Things to do:
A - In the column on the sea, explain why the writer does not believe in rating beaches.
B - Return the passage of the column on the sea from "IS there anything so" up to and including "sharks and rips.", copied without changes.
C - Answer these questions on the column on the sea:
(i) What share of Australians can correctly identify a rip?
(ii) In which city did the writer spend a decade away from the beach?
(iii) Which two minds does Wallace J Nichols believe the blue mind combats?

Study text:
Sunday Territorian

ANGELA MOLLARD

- angelamoll­ard@gmail.com Follow me at twitter.com/angelamoll­ard

IS there anything so beautiful as the sea? Last night I walked along it, charmed by how the ocean continues to kiss the shoreline like the most steadfast of lovers. This morning I swam in it, dolphin diving, frolicking, floating.

Nowhere returns me to childhood as effortless­ly as a dunk in the waves and nothing restores the soul so reliably as being submerged in what Pablo Neruda calls its “crystal completene­ss”.

Yet as surely as the days are long and the mangoes are sweet, the sea is under attack.

Despite half the nation currently reclining on a beach, the sea is yet again summer’s whipping boy, a brooding menace that steals lives with its sharks and rips.

“A malevolent mountain of hateful liquid,” is how actor Rhys Muldoon described the ocean in an ailing newspaper this week. To be fair he was trying to spruik a new documentar­y he narrates called Rip Current

Heroes after it was revealed only 30 per cent of Australian­s can correctly identify a rip.

But in the accompanyi­ng report the sea was called both “cruel” and “monstrous” while images showed a woman swimming in a black sea under a bruised sky.

To expect the sea to be safe is akin to describing Mt Everest as a hill or a lion as a cat.

Yet in our rush to demonise it and blame it for a “deadly summer” we not only sidestep our own ignorance but tarnish the reputation of the sea as the most democratic and healing force most of us will ever know.

But for a decade in London where the river Thames was a poor substitute, I’ve spent my life on a beach. As a child, lifeguard, reporter, jogger, ocean swimmer, snorkeller and unwilling crew member in my dad’s boat, the sea feels as familiar to me as my own bed.

Most of my favourite memories have a watery backdrop: sleeping on the beach as a student in Alicante; watching the sunrise with a lover on the cliff above Crescent Head; floating pregnant in the sea at Noosa; dipping my baby’s toes into the aquamarine softness of Jervis Bay. I don’t believe in rating beaches. Who can say which are the “10 best beaches in the world” when the sum of a beach is not its sand, setting and shoreline but the gorgeous alchemy of nature and circumstan­ce. I have been as happy wandering between the ice cream-hued beach huts and the sludge of England’s North Sea as I have floating in the palm-fringed atolls of the Pacific. Is there anything else that offers everything but charges nothing? As I get older the sea soothes my psyche as much as my body.

“It seems big enough to contain everything anyone could ever feel,” writes Anthony Doerr in All The Light We Cannot See while Van Morrison notes how it feeds the “gypsy soul” in Into The Mystic. “Hark, now hear the sailors cry, smell the sea, and feel the sky.”

So it’s no surprise to learn that we have a “blue mind” — a scientific­ally proven state where being near, in, on or under water can make us feel happier, healthier and more connected. Wallace J Nichols, author of Blue

Mind, a hymn to the power of water, believes the blue mind combats the red (stressed, anxious, overactive) and grey (numb, lethargic, demotivate­d) minds that are the product of our modern lifestyles.

Water, he says, encourages a state of “drift” where instead of constantly reacting to digital images or manifold conversati­ons, the sea offers a view where change is subtle and slow — boats drifting, seagulls, shifting tides.

Data to examine:
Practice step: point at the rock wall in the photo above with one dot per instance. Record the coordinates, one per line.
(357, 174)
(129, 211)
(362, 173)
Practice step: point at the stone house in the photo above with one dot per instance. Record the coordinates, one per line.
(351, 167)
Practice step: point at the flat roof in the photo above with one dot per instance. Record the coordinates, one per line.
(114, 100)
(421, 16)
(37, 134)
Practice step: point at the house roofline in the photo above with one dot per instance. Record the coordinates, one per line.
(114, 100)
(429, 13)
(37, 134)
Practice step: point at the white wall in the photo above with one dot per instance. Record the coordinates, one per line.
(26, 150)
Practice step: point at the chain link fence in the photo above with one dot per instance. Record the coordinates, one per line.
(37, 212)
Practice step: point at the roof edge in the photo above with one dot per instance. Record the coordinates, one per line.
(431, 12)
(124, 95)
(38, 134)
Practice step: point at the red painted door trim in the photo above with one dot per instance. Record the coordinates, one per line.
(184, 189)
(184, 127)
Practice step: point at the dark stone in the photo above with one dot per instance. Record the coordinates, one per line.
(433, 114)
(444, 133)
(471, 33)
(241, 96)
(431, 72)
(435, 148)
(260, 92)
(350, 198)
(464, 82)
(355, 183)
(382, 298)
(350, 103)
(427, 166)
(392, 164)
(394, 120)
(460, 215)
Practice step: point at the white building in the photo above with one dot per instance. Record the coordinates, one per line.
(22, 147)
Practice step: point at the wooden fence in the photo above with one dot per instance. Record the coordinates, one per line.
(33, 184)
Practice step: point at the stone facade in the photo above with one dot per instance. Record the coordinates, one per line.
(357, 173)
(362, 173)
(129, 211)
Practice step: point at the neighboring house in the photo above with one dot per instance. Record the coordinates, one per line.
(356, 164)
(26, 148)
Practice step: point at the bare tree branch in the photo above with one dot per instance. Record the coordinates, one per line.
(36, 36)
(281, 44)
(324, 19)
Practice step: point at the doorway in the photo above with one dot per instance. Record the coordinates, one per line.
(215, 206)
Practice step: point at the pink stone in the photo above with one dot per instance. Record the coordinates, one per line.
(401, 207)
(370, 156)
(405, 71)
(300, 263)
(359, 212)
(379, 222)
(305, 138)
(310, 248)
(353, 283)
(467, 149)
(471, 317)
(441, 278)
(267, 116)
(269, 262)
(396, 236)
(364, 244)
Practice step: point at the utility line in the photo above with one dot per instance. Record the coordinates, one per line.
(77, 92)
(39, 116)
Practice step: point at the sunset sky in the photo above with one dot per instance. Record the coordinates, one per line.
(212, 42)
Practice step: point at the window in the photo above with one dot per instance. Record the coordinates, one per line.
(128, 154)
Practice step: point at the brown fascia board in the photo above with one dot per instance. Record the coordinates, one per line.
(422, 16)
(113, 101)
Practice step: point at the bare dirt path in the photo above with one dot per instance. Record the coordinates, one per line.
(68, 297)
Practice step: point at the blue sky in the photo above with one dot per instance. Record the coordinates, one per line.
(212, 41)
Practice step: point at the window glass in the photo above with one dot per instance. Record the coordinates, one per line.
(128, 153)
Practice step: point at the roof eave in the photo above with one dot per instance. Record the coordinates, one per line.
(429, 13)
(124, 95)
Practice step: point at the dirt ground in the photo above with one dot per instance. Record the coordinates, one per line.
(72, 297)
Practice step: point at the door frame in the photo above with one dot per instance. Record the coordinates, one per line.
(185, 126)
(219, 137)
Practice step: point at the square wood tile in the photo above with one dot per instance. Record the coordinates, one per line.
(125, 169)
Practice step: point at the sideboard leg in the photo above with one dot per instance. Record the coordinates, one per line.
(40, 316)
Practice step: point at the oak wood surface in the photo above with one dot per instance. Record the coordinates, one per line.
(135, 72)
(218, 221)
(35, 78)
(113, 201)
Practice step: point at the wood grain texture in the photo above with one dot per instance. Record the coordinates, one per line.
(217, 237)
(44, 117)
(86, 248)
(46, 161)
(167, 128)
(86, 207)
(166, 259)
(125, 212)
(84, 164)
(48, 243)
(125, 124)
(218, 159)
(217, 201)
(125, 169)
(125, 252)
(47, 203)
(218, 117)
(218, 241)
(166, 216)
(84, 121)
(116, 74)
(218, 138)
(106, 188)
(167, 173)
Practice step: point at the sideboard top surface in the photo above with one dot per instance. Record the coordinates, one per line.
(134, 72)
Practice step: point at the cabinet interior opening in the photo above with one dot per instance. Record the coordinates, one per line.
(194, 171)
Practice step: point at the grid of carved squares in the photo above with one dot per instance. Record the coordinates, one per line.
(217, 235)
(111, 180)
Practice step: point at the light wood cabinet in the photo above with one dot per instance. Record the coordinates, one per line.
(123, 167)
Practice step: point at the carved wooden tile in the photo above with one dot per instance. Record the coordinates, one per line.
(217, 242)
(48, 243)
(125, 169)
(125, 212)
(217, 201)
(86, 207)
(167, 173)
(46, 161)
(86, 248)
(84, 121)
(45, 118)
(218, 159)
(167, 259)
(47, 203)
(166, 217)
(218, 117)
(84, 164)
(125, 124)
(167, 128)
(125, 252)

Answers below:
A - The writer argues that the sum of a beach is not its sand, setting and shoreline but the alchemy of nature and circumstance. On that view, no one can say which are the "10 best beaches in the world."

B -
IS there anything so beautiful as the sea? Last night I walked along it, charmed by how the ocean continues to kiss the shoreline like the most steadfast of lovers. This morning I swam in it, dolphin diving, frolicking, floating.

Nowhere returns me to childhood as effortless­ly as a dunk in the waves and nothing restores the soul so reliably as being submerged in what Pablo Neruda calls its “crystal completene­ss”.

Yet as surely as the days are long and the mangoes are sweet, the sea is under attack.

Despite half the nation currently reclining on a beach, the sea is yet again summer’s whipping boy, a brooding menace that steals lives with its sharks and rips.

C -
(i) 30 per cent
(ii) London
(iii) The red mind and the grey mind